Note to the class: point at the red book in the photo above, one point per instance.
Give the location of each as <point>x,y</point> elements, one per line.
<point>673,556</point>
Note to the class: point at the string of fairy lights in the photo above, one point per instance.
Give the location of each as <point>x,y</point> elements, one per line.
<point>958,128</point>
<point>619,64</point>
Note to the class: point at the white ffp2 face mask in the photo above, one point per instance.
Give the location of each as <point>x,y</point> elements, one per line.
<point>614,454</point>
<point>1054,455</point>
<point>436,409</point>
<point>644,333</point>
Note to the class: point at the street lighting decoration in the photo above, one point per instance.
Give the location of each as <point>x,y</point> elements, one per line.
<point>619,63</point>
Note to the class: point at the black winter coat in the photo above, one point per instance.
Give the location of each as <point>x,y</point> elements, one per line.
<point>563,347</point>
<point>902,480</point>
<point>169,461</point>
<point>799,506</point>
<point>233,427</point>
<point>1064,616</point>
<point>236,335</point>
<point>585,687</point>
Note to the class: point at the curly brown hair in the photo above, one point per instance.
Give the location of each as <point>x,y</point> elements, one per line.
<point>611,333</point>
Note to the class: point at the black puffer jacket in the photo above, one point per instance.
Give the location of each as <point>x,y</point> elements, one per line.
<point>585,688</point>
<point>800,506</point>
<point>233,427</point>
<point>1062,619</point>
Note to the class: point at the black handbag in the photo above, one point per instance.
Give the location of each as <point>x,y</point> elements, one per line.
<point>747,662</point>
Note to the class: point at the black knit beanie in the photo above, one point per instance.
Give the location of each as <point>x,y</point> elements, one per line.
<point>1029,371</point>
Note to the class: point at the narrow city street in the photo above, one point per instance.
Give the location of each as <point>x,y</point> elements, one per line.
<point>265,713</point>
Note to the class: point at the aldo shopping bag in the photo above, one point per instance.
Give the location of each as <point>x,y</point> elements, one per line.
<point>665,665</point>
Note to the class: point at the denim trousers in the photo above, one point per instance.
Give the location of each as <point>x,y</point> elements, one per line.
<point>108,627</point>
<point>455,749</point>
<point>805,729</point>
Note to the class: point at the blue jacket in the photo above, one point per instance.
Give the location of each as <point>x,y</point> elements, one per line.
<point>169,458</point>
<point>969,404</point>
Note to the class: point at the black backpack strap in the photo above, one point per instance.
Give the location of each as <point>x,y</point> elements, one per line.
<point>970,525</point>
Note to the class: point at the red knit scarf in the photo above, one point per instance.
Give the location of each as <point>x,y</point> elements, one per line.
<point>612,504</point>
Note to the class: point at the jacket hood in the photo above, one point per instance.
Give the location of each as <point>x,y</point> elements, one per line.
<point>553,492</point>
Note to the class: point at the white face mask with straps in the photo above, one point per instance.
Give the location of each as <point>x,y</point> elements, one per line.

- - -

_Work request_: Every line of the data must appear again in the answer, exactly as written.

_Written reply_:
Note to the class: point at the red book in the photo above, one point per instance.
Give the location of each as <point>x,y</point> elements, one per line.
<point>673,556</point>
Note to the class: point at the string of fairy lights in the photo above, one point per instance.
Give the location of each as <point>x,y</point> elements, one per line.
<point>958,128</point>
<point>619,64</point>
Note to the class: point at the white ffp2 face mask in the photo above, one point per instance.
Give the location of each as <point>x,y</point> elements, one per line.
<point>614,454</point>
<point>1054,455</point>
<point>436,409</point>
<point>644,333</point>
Note to the class: point at the street lighting decoration in the photo above, one point per instance.
Give the location of each as <point>x,y</point> elements, one per line.
<point>619,63</point>
Note to the class: point at the black winter coat in the photo above, one point per instance.
Give the location of each as <point>x,y</point> elements, one per line.
<point>563,347</point>
<point>902,480</point>
<point>169,461</point>
<point>799,506</point>
<point>233,427</point>
<point>1064,616</point>
<point>236,335</point>
<point>585,687</point>
Note to the class: point at the curly brown hair in the photo above, one point per instance.
Give the location of each as <point>x,y</point> elements, one per line.
<point>611,333</point>
Note to the class: point at the black puffer jacket in the photo above, one point per instance.
Give the location of each as <point>x,y</point> elements, one per line.
<point>585,688</point>
<point>800,506</point>
<point>233,427</point>
<point>1062,619</point>
Note to the class: point at the black handbag in the photo above, one point per instance.
Give the location of each as <point>x,y</point> elements, one per line.
<point>747,662</point>
Note to the class: point at the black knit beanie in the photo above, one point per instance.
Give the location of each as <point>x,y</point> elements, one per line.
<point>1029,371</point>
Note to the class: point at the narrow city street in the photo above, one point per instance.
Give the location of each as <point>x,y</point> elements, one per line.
<point>265,713</point>
Note to the class: point at the aldo shopping bag in the photo above, one point per instance.
Give the location of each as <point>x,y</point> elements, one per line.
<point>665,665</point>
Note to the class: point at the denim trousers in the photo above, one point per instance.
Give the location of each as <point>x,y</point> elements, one per line.
<point>108,627</point>
<point>455,749</point>
<point>805,729</point>
Note to the class: point at the blue jacket in the photo above, one point per instance.
Give the location of each as <point>x,y</point> elements, one per line.
<point>169,458</point>
<point>969,404</point>
Note to the class: point at the black backpack strap in the photo above, one point per instance.
Give the location of each as <point>x,y</point> elements, one per line.
<point>970,525</point>
Note to the class: point at the red knit scarf in the photo above, one point per instance.
Give the location of each as <point>x,y</point> elements, one per line.
<point>612,504</point>
Note to the class: point at the jacket hood in the photo above, one point per instance.
Give the location of each as <point>x,y</point> elements, one per line.
<point>553,492</point>
Note to the class: point at the white face mask with straps in the photo above, one point per instance.
Give the location of each as <point>x,y</point> elements, one per line.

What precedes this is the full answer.